** Required work **
Once the line containing "Target: bokeh background" is located, output it and every line after it through the end of the records, exactly as written and nothing else.

** Data for analysis **
————————
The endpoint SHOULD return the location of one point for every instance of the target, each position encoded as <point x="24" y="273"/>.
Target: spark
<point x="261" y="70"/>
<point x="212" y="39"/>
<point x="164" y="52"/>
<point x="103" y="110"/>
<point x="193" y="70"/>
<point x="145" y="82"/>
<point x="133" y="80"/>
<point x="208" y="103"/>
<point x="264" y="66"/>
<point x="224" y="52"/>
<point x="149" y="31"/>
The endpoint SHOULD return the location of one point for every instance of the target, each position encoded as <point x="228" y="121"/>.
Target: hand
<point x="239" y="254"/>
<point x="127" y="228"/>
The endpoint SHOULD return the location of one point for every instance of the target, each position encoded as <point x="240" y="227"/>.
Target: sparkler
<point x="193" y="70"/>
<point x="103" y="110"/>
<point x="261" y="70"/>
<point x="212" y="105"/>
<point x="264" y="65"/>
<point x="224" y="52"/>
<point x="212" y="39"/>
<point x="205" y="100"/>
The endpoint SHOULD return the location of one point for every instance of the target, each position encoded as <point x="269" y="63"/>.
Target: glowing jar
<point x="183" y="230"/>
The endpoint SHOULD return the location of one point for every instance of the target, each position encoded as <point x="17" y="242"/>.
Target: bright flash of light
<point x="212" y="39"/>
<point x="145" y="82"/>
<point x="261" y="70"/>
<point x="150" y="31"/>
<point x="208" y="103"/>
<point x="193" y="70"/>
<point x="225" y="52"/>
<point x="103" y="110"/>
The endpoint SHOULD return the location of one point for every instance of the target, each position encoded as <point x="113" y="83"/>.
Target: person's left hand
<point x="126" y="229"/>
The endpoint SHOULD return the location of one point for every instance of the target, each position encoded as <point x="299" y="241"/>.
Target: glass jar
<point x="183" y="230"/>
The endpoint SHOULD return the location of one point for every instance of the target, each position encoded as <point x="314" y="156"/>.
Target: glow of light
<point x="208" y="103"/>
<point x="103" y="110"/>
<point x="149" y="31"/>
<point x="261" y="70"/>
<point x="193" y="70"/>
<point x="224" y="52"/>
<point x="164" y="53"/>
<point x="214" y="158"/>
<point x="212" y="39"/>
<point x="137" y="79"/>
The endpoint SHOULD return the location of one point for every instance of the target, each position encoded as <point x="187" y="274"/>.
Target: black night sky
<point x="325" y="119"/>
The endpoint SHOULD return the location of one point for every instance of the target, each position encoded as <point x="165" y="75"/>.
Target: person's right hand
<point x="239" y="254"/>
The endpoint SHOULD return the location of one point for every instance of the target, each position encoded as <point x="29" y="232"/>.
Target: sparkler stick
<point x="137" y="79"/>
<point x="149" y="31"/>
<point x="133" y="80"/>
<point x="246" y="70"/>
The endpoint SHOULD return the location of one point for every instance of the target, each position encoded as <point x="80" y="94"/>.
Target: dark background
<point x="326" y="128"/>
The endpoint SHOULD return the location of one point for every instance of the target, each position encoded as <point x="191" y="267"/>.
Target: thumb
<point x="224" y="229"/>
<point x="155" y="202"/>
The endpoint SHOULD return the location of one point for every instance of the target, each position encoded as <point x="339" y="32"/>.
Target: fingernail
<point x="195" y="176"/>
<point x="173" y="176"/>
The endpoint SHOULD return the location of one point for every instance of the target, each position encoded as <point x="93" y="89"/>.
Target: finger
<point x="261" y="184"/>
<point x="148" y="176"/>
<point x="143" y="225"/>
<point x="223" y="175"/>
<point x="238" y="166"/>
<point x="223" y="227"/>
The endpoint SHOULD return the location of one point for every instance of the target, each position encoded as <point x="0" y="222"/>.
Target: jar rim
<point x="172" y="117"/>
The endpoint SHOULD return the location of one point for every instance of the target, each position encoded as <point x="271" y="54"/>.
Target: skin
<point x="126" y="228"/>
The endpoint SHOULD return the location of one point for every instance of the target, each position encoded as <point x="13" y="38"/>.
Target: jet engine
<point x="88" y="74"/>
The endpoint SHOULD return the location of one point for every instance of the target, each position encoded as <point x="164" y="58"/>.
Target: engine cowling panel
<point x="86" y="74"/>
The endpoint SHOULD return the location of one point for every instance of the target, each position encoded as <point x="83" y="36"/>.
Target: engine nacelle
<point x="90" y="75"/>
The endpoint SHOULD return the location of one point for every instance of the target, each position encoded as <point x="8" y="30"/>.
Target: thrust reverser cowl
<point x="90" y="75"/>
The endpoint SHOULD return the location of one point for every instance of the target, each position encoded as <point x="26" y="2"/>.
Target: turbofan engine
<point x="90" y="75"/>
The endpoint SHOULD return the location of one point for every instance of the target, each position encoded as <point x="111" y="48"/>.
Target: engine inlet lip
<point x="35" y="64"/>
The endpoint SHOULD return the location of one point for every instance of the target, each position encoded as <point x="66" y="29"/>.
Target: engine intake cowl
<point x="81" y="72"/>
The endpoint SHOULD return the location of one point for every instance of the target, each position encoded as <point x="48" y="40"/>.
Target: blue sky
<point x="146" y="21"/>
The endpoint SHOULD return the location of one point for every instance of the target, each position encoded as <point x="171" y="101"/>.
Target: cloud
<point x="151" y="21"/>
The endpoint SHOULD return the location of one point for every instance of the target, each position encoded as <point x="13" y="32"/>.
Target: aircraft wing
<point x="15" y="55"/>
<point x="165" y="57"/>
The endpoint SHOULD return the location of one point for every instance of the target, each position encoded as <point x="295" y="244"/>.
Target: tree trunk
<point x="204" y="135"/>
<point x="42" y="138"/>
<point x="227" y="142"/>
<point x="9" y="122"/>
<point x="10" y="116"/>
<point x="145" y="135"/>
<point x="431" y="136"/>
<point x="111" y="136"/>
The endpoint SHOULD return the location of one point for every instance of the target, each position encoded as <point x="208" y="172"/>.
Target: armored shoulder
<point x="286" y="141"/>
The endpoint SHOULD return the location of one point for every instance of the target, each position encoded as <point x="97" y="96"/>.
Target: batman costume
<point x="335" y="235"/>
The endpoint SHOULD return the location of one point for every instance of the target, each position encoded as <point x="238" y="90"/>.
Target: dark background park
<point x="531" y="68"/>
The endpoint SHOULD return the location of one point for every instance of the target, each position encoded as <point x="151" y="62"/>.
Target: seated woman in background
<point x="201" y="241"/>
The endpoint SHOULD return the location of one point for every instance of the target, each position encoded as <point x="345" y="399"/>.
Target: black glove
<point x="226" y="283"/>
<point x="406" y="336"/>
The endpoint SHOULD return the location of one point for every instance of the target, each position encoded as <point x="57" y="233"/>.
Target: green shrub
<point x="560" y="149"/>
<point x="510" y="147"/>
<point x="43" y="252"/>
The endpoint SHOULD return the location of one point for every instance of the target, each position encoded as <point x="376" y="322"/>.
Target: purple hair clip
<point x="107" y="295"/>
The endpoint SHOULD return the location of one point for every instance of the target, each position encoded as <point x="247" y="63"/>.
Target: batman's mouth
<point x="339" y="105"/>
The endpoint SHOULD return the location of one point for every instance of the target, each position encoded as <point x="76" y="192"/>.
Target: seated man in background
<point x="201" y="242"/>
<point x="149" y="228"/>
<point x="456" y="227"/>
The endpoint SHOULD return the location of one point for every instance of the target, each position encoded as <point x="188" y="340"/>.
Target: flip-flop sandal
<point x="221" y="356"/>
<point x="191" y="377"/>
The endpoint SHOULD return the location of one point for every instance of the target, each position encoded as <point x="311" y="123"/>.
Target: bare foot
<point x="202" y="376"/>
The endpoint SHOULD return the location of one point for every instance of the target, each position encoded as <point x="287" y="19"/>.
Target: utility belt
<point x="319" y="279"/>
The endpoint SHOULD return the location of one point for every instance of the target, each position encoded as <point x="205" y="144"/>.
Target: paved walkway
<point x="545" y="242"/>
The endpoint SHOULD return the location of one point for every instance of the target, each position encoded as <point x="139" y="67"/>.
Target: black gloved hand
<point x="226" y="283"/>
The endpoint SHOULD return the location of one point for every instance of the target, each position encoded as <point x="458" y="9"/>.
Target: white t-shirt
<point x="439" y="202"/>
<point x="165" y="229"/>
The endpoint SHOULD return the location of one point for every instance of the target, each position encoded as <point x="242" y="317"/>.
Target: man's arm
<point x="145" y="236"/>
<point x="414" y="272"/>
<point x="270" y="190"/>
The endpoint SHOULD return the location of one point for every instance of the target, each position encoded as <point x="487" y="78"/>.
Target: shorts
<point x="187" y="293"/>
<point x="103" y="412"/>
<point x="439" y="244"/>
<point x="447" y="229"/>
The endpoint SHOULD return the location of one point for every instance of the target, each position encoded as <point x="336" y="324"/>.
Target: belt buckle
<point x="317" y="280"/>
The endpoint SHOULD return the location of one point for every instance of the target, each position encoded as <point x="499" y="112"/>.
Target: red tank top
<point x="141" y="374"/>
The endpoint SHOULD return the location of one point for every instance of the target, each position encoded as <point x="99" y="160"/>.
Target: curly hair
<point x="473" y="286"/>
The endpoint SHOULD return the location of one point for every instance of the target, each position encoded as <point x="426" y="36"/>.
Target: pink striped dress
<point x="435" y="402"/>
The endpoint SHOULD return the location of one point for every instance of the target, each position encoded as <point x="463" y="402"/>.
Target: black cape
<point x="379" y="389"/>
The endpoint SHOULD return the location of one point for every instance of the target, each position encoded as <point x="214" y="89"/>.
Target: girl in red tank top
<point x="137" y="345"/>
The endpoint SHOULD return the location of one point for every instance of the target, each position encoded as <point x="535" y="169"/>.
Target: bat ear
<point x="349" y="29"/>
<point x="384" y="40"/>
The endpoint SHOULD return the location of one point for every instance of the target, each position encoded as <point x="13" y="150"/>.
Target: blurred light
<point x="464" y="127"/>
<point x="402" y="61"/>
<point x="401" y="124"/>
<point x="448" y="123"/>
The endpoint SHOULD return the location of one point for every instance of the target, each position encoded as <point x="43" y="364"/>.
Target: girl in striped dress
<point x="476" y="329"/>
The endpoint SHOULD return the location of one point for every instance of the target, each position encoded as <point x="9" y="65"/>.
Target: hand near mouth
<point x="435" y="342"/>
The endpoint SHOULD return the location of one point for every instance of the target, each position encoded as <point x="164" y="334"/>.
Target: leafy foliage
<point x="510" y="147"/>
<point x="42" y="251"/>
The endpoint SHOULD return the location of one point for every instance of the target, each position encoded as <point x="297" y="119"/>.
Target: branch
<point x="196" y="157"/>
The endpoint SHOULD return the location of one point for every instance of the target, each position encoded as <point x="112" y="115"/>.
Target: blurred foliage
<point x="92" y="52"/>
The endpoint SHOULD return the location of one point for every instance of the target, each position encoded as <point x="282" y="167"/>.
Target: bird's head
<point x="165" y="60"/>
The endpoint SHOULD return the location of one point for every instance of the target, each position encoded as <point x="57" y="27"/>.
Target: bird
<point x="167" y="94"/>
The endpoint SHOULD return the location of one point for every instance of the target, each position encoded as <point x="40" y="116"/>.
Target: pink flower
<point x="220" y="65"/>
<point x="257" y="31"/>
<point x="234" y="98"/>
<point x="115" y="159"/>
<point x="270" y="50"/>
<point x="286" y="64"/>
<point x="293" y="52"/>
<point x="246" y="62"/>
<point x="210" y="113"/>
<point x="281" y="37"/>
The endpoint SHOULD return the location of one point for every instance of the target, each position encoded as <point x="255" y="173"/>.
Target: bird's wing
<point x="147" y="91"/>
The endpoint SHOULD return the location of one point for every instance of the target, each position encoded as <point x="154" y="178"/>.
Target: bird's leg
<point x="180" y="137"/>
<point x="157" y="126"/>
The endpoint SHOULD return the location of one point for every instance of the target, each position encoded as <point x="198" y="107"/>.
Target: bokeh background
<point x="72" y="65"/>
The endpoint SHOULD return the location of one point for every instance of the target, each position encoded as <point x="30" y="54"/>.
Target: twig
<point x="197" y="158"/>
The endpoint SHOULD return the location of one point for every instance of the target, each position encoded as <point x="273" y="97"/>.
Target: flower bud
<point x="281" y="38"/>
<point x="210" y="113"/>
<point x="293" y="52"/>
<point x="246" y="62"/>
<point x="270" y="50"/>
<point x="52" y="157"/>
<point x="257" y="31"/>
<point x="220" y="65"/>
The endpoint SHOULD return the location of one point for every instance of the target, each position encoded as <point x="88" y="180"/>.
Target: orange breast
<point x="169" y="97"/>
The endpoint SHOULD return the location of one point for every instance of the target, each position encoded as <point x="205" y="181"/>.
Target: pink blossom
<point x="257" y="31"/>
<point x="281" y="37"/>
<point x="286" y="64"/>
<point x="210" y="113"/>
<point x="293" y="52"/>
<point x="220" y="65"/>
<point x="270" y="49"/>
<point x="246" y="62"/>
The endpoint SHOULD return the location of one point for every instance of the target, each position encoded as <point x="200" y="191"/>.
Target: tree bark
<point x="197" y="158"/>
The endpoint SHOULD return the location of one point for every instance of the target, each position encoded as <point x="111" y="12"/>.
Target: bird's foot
————————
** Answer box **
Target: bokeh background
<point x="72" y="65"/>
The endpoint SHOULD return the location of one point for every instance of the target, each position encoded as <point x="30" y="54"/>.
Target: twig
<point x="197" y="158"/>
The endpoint SHOULD return the location of one point for every instance of the target, each position encoded as <point x="273" y="97"/>.
Target: flower bud
<point x="281" y="38"/>
<point x="210" y="113"/>
<point x="293" y="52"/>
<point x="246" y="62"/>
<point x="270" y="50"/>
<point x="52" y="157"/>
<point x="257" y="31"/>
<point x="220" y="65"/>
The endpoint SHOULD return the location of one point for every instance of the target, each position encoded as <point x="88" y="180"/>.
Target: orange breast
<point x="169" y="97"/>
The endpoint SHOULD return the location of one point for every instance of the target, each position encoded as <point x="205" y="181"/>.
Target: pink blossom
<point x="257" y="31"/>
<point x="281" y="37"/>
<point x="286" y="64"/>
<point x="210" y="113"/>
<point x="293" y="52"/>
<point x="220" y="65"/>
<point x="270" y="49"/>
<point x="246" y="62"/>
The endpoint SHOULD return the location of one point for every instance of the target, each position encoded as <point x="200" y="191"/>.
Target: tree bark
<point x="197" y="158"/>
The endpoint SHOULD return the location of one point for every instance of the target, each position encoded as <point x="111" y="12"/>.
Target: bird's foot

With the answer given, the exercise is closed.